*Page text*.
Ahh I was pretty depressed on Friday....but thankfully I'm better now. I suppose I was a bit dramatic acting, but I really was feeling horrible emotions.

So college is alright now. I got into Skidmore, plus Union and Hobart William Smith. I got waitlisted at Vassar, which I don't care too much about because I realized that I don't think I'd enjoy being at that school too much anyway. I like Skidmore....I think I'd be happy there. Well, I hope. I'm sure my dad is disappointed that I won't be going to an amazingly hard school...but I'll just need to try not to care. Everyone else is supportive.

Stuff with my friends is good too for the most part. Yes yes!

Yes...everything is going well. I have a new perspective on myself and my actions...and I'm glad. I think Lisa and and I both agree...Alice too although she figured it out for herself a couple weeks ago. So we're changed people whoo. haha. I'm happy. I've actually made those changes happen to two guys in the last few days so I'm proud of myself. Corey started talking to me again and he called me and we talked til 6 am one night...very random. He begged me to let him take me on a date. He makes me feel better about myself than anyone ever has...he floods me with the most intense compliments...I don't even know how to take them. Anyway, so hes a very nice person, although he has some major issues. I love analyzing him (haha if he only knew ...so weird) because he's such complex and interesting person. Anyway so I told him that we should be friends and if possibly anything develops in the future then so be it...but nothing more than friends now. So thats good.

*Short exercise 1*.
Translate this sentence from the journal entry into Spanish: "Everyone else is supportive."
The records below are unrelated to the journal entry.

*Provided material*.
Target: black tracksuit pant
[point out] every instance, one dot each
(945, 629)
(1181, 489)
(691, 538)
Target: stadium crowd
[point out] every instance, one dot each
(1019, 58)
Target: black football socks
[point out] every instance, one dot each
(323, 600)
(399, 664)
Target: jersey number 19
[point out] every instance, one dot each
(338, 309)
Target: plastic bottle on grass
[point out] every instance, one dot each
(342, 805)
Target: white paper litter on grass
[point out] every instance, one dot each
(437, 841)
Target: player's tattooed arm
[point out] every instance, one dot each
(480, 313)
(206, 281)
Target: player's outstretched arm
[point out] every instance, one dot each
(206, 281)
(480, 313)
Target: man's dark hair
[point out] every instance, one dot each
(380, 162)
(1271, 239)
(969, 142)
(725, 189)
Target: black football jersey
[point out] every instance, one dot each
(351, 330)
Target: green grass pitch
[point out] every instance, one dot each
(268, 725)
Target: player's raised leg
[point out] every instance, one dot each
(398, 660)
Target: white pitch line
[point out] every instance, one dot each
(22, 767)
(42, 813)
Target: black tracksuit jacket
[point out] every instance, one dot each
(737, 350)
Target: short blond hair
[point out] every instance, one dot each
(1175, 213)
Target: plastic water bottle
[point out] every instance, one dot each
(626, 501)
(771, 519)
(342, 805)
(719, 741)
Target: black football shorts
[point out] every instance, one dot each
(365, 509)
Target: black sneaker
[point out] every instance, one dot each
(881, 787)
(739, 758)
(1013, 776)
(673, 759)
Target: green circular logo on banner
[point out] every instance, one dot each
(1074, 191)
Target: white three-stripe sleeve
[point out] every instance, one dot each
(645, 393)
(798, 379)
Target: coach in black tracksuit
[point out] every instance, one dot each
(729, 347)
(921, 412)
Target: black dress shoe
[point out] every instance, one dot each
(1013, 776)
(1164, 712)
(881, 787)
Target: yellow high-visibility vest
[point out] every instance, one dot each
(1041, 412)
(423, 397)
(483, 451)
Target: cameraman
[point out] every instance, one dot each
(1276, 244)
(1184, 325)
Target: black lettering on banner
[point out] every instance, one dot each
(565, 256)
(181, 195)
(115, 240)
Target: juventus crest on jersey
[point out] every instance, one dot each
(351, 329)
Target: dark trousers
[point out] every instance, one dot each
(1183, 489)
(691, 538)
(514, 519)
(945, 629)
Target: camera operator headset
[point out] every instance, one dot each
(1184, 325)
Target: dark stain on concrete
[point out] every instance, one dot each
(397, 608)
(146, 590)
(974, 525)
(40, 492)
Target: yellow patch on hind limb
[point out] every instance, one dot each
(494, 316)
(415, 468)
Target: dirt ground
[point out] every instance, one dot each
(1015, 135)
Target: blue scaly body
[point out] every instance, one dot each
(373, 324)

*Short exercise 2*.
Report each line of the records that contains the word "grass".

*Output 1*.
Todos los demás me apoyan.

*Output 2*.
Target: plastic bottle on grass
Target: white paper litter on grass
Target: green grass pitch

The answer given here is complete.